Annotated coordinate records
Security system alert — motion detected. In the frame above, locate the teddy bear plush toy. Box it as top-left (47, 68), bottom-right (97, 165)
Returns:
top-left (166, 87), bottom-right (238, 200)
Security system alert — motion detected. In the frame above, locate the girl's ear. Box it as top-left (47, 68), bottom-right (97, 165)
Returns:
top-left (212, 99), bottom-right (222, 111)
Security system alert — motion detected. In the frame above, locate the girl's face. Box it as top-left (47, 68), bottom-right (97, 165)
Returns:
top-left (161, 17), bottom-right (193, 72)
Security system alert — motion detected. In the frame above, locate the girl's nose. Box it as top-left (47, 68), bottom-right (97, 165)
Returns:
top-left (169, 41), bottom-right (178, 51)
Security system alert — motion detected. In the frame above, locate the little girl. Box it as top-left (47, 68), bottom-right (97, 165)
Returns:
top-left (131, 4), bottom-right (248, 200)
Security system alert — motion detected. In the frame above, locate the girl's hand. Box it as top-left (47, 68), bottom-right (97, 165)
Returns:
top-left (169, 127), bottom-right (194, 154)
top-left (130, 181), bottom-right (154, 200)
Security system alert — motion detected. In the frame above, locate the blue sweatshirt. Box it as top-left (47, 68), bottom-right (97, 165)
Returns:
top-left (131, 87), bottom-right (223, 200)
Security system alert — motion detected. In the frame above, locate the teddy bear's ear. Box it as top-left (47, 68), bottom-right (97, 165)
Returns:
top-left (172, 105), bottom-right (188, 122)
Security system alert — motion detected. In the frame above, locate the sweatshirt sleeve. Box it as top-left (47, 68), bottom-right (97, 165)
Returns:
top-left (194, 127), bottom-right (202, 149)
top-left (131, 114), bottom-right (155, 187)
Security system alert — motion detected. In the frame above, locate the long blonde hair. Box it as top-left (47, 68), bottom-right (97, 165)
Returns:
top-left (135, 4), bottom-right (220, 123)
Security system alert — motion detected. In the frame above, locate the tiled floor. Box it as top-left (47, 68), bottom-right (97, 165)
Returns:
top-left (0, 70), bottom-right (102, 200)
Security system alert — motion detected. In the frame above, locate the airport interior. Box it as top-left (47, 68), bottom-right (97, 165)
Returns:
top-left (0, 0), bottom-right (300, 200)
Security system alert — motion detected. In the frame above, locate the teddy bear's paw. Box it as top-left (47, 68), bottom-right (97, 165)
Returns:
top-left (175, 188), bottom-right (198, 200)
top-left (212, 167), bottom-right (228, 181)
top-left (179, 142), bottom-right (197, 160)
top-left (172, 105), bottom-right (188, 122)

**Exercise**
Render every line of the listing above as a Markdown table with the columns Row and Listing line, skipping any blank lines.

**Reply to the task**
| Row | Listing line |
|---|---|
| 1 | Security system alert — motion detected. In the frame above, locate the teddy bear plush toy. Box it as top-left (47, 68), bottom-right (97, 165) |
| 2 | Returns: |
| 3 | top-left (166, 87), bottom-right (238, 200) |
| 4 | Security system alert — motion detected. In the frame above, locate the girl's ear. Box it as top-left (47, 68), bottom-right (97, 165) |
| 5 | Returns: |
| 6 | top-left (212, 99), bottom-right (222, 111) |
| 7 | Security system alert — motion detected. In the frame above, locate the girl's face. Box it as top-left (47, 68), bottom-right (97, 165) |
| 8 | Returns: |
| 9 | top-left (161, 17), bottom-right (193, 72) |
| 10 | Security system alert — motion detected. In the frame above, locate the girl's nose. Box it as top-left (47, 68), bottom-right (97, 165) |
| 11 | Returns: |
| 12 | top-left (169, 41), bottom-right (178, 51) |
| 13 | Security system alert — motion detected. In the frame above, locate the little girl. Box it as top-left (47, 68), bottom-right (97, 165) |
| 14 | Returns: |
| 15 | top-left (131, 4), bottom-right (248, 200) |
| 16 | Security system alert — motion detected. In the frame above, locate the girl's hand. Box it as top-left (47, 68), bottom-right (97, 165) |
| 17 | Returns: |
| 18 | top-left (169, 127), bottom-right (194, 154) |
| 19 | top-left (130, 181), bottom-right (154, 200) |
| 20 | Security system alert — motion detected. In the frame above, locate the blue sweatshirt. Box it as top-left (47, 68), bottom-right (97, 165) |
| 21 | Returns: |
| 22 | top-left (131, 87), bottom-right (223, 200) |
| 23 | Security system alert — motion detected. In the frame above, locate the teddy bear's ear. Box it as top-left (47, 68), bottom-right (97, 165) |
| 24 | Returns: |
| 25 | top-left (172, 105), bottom-right (188, 122) |
| 26 | Security system alert — motion detected. In the frame above, locate the sweatshirt sleeve. Box it as top-left (47, 68), bottom-right (97, 165) |
| 27 | Returns: |
| 28 | top-left (194, 127), bottom-right (202, 149) |
| 29 | top-left (131, 114), bottom-right (155, 187) |
| 30 | Security system alert — motion detected. In the frame above, locate the long blonde hair. Box it as top-left (47, 68), bottom-right (97, 165) |
| 31 | Returns: |
| 32 | top-left (135, 4), bottom-right (220, 123) |
| 33 | Security system alert — motion detected. In the frame above, locate the tiled floor. Box it as top-left (47, 68), bottom-right (97, 165) |
| 34 | Returns: |
| 35 | top-left (0, 70), bottom-right (102, 200) |
| 36 | Security system alert — motion detected. In the frame above, locate the airport interior. Box it as top-left (47, 68), bottom-right (97, 165) |
| 37 | Returns: |
| 38 | top-left (0, 0), bottom-right (300, 200) |
| 39 | Security system alert — motion detected. In the frame above, locate the teddy bear's paw. Box it as top-left (47, 68), bottom-right (97, 165) |
| 40 | Returns: |
| 41 | top-left (175, 188), bottom-right (198, 200) |
| 42 | top-left (212, 167), bottom-right (228, 181) |
| 43 | top-left (179, 142), bottom-right (197, 160) |
| 44 | top-left (172, 105), bottom-right (188, 122) |